## The exercise
Omit all images. Write out the rest of the material exactly.

[Point labeling dataset excerpts]
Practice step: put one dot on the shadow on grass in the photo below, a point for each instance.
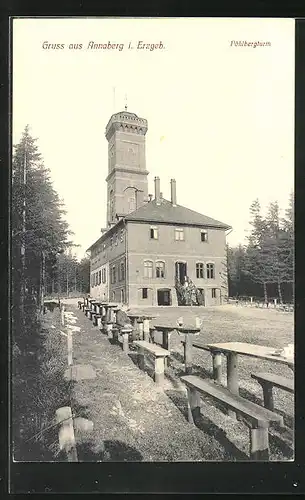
(231, 452)
(113, 451)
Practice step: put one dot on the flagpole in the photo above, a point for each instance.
(113, 104)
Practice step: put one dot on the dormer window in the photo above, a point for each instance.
(154, 233)
(203, 235)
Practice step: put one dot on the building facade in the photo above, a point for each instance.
(152, 246)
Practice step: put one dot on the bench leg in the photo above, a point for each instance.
(146, 329)
(232, 377)
(259, 444)
(188, 354)
(125, 342)
(159, 370)
(109, 331)
(216, 357)
(268, 396)
(141, 359)
(193, 405)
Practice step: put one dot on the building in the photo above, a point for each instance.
(153, 249)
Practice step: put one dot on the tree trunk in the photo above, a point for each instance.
(280, 291)
(41, 283)
(265, 293)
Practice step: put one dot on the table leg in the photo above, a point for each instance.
(232, 377)
(141, 359)
(125, 342)
(141, 330)
(159, 370)
(146, 329)
(216, 356)
(188, 353)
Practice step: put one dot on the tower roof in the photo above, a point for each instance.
(124, 120)
(165, 212)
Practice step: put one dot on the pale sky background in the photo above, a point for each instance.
(226, 113)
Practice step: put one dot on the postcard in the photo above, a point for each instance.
(152, 240)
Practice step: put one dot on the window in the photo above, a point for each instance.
(148, 269)
(154, 232)
(104, 275)
(204, 235)
(122, 271)
(160, 269)
(113, 274)
(199, 270)
(132, 204)
(210, 271)
(179, 234)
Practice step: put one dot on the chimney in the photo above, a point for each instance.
(173, 193)
(157, 190)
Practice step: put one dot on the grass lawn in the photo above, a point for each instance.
(134, 420)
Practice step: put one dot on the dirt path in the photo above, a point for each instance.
(133, 419)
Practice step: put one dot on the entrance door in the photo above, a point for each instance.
(180, 271)
(164, 297)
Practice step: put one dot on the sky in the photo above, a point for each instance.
(220, 114)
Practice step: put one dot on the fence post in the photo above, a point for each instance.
(66, 433)
(69, 339)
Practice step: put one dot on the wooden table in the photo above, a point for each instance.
(140, 322)
(233, 349)
(188, 332)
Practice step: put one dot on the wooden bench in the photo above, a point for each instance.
(121, 335)
(158, 352)
(270, 380)
(257, 418)
(87, 311)
(97, 319)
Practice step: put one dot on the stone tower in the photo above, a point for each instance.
(127, 186)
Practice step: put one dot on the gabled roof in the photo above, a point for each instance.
(165, 212)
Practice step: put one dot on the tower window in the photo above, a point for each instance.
(122, 271)
(179, 234)
(199, 270)
(148, 269)
(204, 235)
(160, 269)
(210, 271)
(154, 232)
(104, 275)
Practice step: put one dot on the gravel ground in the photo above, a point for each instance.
(134, 420)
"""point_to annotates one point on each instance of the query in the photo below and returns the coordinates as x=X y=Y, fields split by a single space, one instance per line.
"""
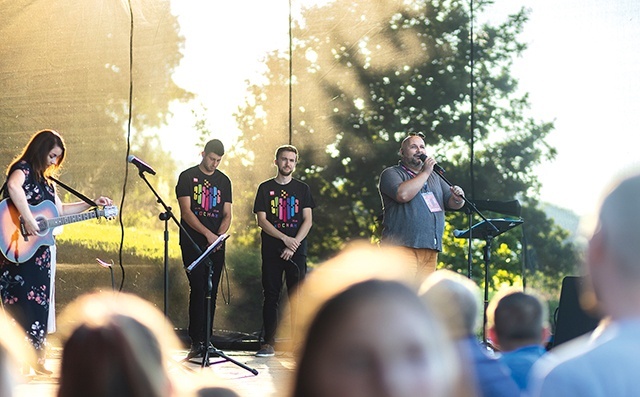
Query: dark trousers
x=198 y=288
x=272 y=269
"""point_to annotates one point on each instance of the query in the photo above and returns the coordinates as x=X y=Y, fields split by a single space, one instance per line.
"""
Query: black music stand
x=487 y=230
x=208 y=323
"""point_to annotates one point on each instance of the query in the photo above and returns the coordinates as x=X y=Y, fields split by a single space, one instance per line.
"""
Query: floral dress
x=24 y=287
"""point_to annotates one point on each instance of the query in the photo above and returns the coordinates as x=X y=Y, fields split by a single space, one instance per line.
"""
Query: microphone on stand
x=142 y=166
x=436 y=167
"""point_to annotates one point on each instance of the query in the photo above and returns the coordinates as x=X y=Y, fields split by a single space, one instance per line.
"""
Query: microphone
x=142 y=166
x=436 y=167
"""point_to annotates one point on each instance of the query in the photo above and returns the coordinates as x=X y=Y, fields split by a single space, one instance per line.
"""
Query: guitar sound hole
x=42 y=225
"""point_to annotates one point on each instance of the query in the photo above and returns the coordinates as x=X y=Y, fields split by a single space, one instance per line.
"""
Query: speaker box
x=572 y=321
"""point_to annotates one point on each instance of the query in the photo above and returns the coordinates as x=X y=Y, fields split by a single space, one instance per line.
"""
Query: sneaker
x=266 y=350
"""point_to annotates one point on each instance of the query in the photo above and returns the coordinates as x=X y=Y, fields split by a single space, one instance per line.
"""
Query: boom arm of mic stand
x=469 y=203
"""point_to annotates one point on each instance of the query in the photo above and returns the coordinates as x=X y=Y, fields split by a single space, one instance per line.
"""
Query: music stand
x=487 y=230
x=217 y=352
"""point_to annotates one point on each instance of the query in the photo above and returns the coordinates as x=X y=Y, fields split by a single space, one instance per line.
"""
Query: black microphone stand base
x=213 y=355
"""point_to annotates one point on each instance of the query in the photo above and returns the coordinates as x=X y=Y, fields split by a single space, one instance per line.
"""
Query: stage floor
x=271 y=380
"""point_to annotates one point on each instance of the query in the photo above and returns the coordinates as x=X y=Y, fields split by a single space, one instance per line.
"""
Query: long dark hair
x=36 y=151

## Solution to the exercise
Practice step: put one dot on the shadow on grass in the photo below, a point for each instance.
(231, 452)
(113, 451)
Practice step: put one dot on the flagpole in the photo above, a point for each instance.
(113, 104)
Practice step: put one dot on the dormer window in the photo above, a point for each instance.
(154, 233)
(203, 235)
Practice step: put one dot on the building facade in the photo above, a point for each instance.
(152, 246)
Practice step: put one dot on the bench leg in the photo above, a point for each instance.
(146, 329)
(232, 377)
(259, 444)
(188, 354)
(125, 342)
(159, 370)
(109, 331)
(216, 357)
(268, 396)
(141, 359)
(193, 405)
Practice step: put one dot on the building in the photo above, a point for each instance.
(153, 249)
Practice step: put one dot on the tree trunk in the photo above, a point for each instance.
(280, 291)
(41, 283)
(265, 293)
Practice step: put one dot on the table leg in the photo above, a point for each instance.
(232, 377)
(141, 359)
(125, 342)
(141, 330)
(159, 370)
(146, 329)
(216, 356)
(188, 353)
Practice step: put one dot on the tower roof in the photo above, a point for each instance.
(124, 120)
(165, 212)
Practice step: put one dot on the pale sky background in the photo above, a point for each instance.
(226, 113)
Practice step: put one dot on the postcard in the photo above, a point for each instance.
(152, 240)
Practice step: put one dot on the window in the photo above, a point for each instance.
(148, 269)
(154, 232)
(104, 275)
(204, 235)
(122, 271)
(160, 269)
(113, 274)
(199, 270)
(132, 204)
(210, 271)
(179, 234)
Practice step: put one dot on the chimney in the photo above, a point for each instance.
(173, 193)
(157, 190)
Practice step: put one dot on the grass lawn in the photo above, a point for each instance.
(134, 420)
Practice step: put one dot on the dirt path in the photo above, a point for each instance.
(133, 419)
Practice step: put one dot on the entrance door in the photo above, a point for each instance.
(180, 271)
(164, 297)
Practice step: put one dot on the sky in the photo above, a point for each instance.
(220, 114)
Practice step: put one dot on the fence post in the photo above, a point for each instance.
(66, 433)
(69, 339)
Practice step: put one dot on the wooden table in the photo above, a point for each instance.
(140, 322)
(233, 349)
(188, 332)
Practice step: put one dot on the wooden bench in the photo above, a point for each instance.
(121, 335)
(158, 352)
(270, 380)
(257, 418)
(87, 311)
(97, 319)
Practice step: put one dot on the stone tower in the photo above, a point for each instance.
(127, 186)
Practice step: put one dot on the gabled roof in the photo above, a point for each instance.
(165, 212)
Practice step: put one dot on the tower window in the photo above, a point for each instance.
(122, 271)
(179, 234)
(199, 270)
(148, 269)
(204, 235)
(160, 269)
(210, 271)
(154, 232)
(104, 275)
Practice step: put one dot on the gravel ground in the photo above, a point for each instance.
(134, 420)
"""point_to annotates one point on each instance of the query in the photo below and returns the coordinates as x=X y=Y, fields split by a single space, one instance per line.
"""
Query: dark trousers
x=198 y=288
x=272 y=269
"""point_to annotates one point on each instance of the query in the photo above and returns the coordinates as x=X y=Y, fields split by a single space, one instance per line.
"""
Query: black music stand
x=487 y=230
x=208 y=323
"""point_to annotates one point on each instance of the query in the photo above and returns the coordinates as x=X y=Y, fields split by a single space, one instance per line.
"""
Query: floral dress
x=24 y=287
"""point_to annotates one point on each instance of the query in the photo above and returns the coordinates as x=X y=Y, fields split by a single space, one instance per line.
"""
Query: microphone on stand
x=142 y=166
x=436 y=167
"""point_to annotates one point on each instance of the query in the photo above and returns the coordinates as x=X y=Y, fields split by a single space, one instance per line.
"""
Query: microphone
x=142 y=166
x=436 y=167
"""point_to annotates one point on each instance of the query in the photo above and returns the coordinates as x=X y=Y, fields split by a single space, one instance per line.
"""
Query: guitar sound hole
x=42 y=225
"""point_to annotates one point on each instance of the query in the photo above and returns the coordinates as x=X y=Y, fields split by a single space, one instance per line.
"""
Query: speaker box
x=572 y=321
"""point_to annotates one point on each instance of the query in the photo above and returns the coordinates as x=X y=Y, fields split by a single space, one instance per line.
"""
Query: sneaker
x=266 y=350
"""point_to annotates one point on each instance of the query in the photo above and returns the coordinates as x=X y=Y, fields split by a single space, one instance per line.
"""
Query: boom arm of mic stand
x=469 y=203
"""point_to annotates one point on each instance of the query in the photo above and returns the coordinates as x=X y=Y, fields split by a single space, one instance per line.
"""
Query: music stand
x=487 y=230
x=217 y=352
"""point_to annotates one point on each instance of the query in the photo above and returns the coordinates as x=X y=Y, fields split by a single space, one instance per line.
"""
Query: black microphone stand base
x=213 y=355
"""point_to annotates one point on each instance of the query in the photo above and returns the coordinates as x=X y=Y, fields split by a single space, one instance per line.
"""
Query: stage floor
x=271 y=380
"""point_to annotates one point on each instance of the query in the photo above and returns the coordinates as x=X y=Y, fields split by a single space, one instance per line.
"""
Query: long dark hair
x=36 y=151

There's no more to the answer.